Convert the listing lines into a JSON array of strings, one string per line with blank lines omitted. Start at the line containing "of the white" and stop after the line containing "<point>235,264</point>".
## Start Records shown
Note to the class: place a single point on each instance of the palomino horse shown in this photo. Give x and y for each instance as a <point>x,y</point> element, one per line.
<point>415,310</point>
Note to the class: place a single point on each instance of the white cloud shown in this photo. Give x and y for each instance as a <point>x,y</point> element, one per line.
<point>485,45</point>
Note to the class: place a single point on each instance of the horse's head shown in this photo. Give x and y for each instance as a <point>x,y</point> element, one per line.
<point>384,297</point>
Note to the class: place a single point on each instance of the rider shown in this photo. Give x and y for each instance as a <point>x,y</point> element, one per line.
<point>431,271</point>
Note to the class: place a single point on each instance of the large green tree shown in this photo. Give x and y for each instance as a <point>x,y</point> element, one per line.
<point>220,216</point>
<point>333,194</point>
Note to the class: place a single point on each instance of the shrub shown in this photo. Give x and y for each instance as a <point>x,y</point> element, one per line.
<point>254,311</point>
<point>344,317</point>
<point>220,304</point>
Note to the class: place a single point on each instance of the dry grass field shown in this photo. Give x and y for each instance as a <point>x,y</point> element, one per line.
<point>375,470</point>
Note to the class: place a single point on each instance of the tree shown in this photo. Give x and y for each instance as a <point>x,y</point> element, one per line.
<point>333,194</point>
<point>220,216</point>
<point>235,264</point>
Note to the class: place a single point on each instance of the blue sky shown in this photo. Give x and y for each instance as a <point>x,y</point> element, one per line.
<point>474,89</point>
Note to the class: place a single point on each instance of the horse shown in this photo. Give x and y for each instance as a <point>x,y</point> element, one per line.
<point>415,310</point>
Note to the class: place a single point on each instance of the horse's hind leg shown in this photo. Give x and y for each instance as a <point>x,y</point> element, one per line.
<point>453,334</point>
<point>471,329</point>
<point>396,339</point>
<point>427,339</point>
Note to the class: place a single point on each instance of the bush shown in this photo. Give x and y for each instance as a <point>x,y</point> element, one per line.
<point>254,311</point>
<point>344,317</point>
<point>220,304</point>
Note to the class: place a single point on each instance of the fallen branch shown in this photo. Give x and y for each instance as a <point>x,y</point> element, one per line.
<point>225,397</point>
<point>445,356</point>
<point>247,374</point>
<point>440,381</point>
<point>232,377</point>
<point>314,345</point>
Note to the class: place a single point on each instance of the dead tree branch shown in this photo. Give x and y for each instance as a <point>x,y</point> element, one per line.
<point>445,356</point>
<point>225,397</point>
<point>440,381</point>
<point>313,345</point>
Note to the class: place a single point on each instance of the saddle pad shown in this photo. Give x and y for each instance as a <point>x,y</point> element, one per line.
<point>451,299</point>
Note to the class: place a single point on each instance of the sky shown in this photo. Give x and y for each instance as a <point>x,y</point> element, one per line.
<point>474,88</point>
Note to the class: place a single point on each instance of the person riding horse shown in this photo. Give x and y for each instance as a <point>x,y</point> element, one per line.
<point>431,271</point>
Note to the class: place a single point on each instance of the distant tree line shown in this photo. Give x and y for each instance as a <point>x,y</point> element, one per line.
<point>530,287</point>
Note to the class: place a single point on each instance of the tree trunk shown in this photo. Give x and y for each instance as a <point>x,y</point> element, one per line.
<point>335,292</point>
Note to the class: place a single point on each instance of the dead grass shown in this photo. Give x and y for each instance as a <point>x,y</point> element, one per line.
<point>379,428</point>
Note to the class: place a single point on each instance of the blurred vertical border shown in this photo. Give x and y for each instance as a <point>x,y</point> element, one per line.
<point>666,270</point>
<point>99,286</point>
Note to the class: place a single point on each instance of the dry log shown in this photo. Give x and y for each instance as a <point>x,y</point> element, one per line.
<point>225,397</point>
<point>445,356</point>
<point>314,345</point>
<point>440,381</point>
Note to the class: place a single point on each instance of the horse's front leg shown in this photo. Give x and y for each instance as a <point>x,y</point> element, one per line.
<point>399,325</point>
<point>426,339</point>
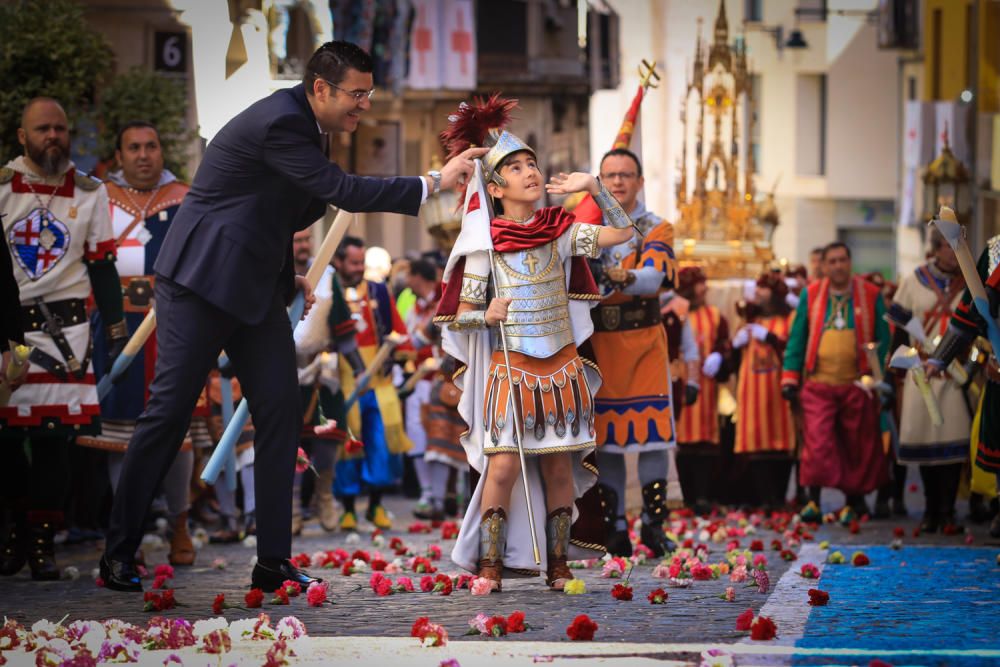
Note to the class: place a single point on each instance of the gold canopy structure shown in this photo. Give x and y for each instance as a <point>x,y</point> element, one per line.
<point>721,228</point>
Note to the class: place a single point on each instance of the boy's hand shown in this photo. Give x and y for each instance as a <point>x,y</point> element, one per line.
<point>578,181</point>
<point>497,311</point>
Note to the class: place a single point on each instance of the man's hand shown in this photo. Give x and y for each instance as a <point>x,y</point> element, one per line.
<point>618,278</point>
<point>302,284</point>
<point>460,168</point>
<point>933,368</point>
<point>497,311</point>
<point>17,380</point>
<point>567,184</point>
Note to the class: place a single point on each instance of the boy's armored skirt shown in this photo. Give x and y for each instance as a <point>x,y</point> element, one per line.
<point>552,400</point>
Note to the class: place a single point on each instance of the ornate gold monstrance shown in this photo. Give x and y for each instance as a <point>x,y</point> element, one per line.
<point>719,227</point>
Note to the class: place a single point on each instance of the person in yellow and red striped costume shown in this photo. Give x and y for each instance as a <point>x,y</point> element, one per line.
<point>765,432</point>
<point>698,425</point>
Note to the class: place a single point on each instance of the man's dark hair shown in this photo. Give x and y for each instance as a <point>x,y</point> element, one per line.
<point>332,60</point>
<point>627,153</point>
<point>424,269</point>
<point>131,126</point>
<point>348,242</point>
<point>833,246</point>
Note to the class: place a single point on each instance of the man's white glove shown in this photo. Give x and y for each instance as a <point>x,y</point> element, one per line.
<point>759,331</point>
<point>712,365</point>
<point>741,338</point>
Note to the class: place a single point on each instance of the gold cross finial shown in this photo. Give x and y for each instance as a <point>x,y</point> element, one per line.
<point>647,74</point>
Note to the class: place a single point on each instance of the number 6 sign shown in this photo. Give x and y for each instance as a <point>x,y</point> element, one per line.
<point>171,52</point>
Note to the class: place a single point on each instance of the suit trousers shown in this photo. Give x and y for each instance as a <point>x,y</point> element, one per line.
<point>191,332</point>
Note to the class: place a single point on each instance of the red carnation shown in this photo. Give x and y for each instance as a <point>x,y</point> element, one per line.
<point>659,596</point>
<point>442,584</point>
<point>515,622</point>
<point>582,628</point>
<point>818,598</point>
<point>744,620</point>
<point>449,530</point>
<point>496,626</point>
<point>622,592</point>
<point>419,625</point>
<point>384,587</point>
<point>316,594</point>
<point>763,629</point>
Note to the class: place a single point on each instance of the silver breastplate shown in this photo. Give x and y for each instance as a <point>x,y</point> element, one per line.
<point>538,316</point>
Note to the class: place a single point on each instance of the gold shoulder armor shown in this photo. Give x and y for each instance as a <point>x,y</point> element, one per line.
<point>86,181</point>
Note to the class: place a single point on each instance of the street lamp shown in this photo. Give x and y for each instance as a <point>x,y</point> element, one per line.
<point>946,183</point>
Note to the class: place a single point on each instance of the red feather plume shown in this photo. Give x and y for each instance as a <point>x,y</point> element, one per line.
<point>470,125</point>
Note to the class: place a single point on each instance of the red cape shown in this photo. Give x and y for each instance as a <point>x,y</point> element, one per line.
<point>508,236</point>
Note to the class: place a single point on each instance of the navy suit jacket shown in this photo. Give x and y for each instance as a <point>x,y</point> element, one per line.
<point>264,177</point>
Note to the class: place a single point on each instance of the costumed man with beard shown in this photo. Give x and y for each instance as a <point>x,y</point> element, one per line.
<point>56,222</point>
<point>422,280</point>
<point>144,199</point>
<point>377,416</point>
<point>698,426</point>
<point>526,392</point>
<point>838,316</point>
<point>765,432</point>
<point>930,294</point>
<point>966,324</point>
<point>634,404</point>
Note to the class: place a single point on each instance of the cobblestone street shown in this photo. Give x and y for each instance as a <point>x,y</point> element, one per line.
<point>866,605</point>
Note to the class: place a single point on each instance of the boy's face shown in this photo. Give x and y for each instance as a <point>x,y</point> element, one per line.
<point>524,180</point>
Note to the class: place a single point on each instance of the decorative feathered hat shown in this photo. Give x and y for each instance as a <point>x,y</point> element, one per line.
<point>483,123</point>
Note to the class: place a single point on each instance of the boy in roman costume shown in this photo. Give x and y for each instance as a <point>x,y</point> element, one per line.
<point>526,269</point>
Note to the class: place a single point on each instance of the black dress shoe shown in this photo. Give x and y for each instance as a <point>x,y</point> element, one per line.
<point>120,576</point>
<point>269,578</point>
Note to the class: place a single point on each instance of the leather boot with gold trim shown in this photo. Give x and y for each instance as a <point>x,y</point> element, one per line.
<point>42,548</point>
<point>654,513</point>
<point>181,548</point>
<point>492,545</point>
<point>557,526</point>
<point>15,553</point>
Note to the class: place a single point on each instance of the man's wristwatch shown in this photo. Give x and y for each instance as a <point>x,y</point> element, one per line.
<point>436,178</point>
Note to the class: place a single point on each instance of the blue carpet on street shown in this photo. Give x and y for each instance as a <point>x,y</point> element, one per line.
<point>928,605</point>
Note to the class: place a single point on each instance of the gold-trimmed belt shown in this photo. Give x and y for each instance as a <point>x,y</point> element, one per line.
<point>638,313</point>
<point>138,293</point>
<point>67,312</point>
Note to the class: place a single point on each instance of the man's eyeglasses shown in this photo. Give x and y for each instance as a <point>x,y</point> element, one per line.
<point>624,175</point>
<point>358,95</point>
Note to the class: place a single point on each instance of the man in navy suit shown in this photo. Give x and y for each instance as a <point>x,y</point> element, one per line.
<point>224,277</point>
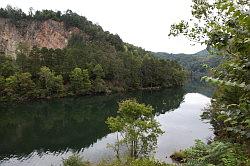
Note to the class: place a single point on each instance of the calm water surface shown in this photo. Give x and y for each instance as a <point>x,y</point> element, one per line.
<point>45,132</point>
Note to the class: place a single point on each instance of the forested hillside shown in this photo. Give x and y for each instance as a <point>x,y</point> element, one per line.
<point>93,61</point>
<point>196,63</point>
## End Records shown
• [Exercise answer]:
[
  "Note to the class: place a single point on each instance of the white cloud shown in this photo. Give x and y for each instance as a <point>x,y</point> element, one per line.",
  "<point>485,45</point>",
  "Note to the class: place a single point on each instance of the horse's head shown in this photo. Give x and y for each instance as a <point>x,y</point> element, one per line.",
  "<point>384,297</point>",
  "Note to the class: place a single point on each instance of the rider shown in this photo. Give x and y for each instance as a <point>x,y</point> element, one per line.",
  "<point>431,271</point>",
  "Note to the class: place a single point on each instance of the large green tree shown in this photo. Give x and y for each instance as a <point>x,y</point> element, one per line.",
  "<point>220,216</point>",
  "<point>333,194</point>",
  "Note to the class: place a single point on each instance of the shrub shown in this photo. Give x and y for each instance as a <point>x,y</point> element, one per line.",
  "<point>254,311</point>",
  "<point>344,317</point>",
  "<point>220,304</point>",
  "Note to the class: place a single point on each instance of the dry grass field shown in this photo. Give x and y for each instance as a <point>x,y</point> element, one per line.",
  "<point>375,470</point>",
  "Note to the class: place a single point on each instance of the tree shown in this photo. Give x and y for each instance as a <point>x,y</point> element, one per line.",
  "<point>333,194</point>",
  "<point>220,216</point>",
  "<point>235,264</point>"
]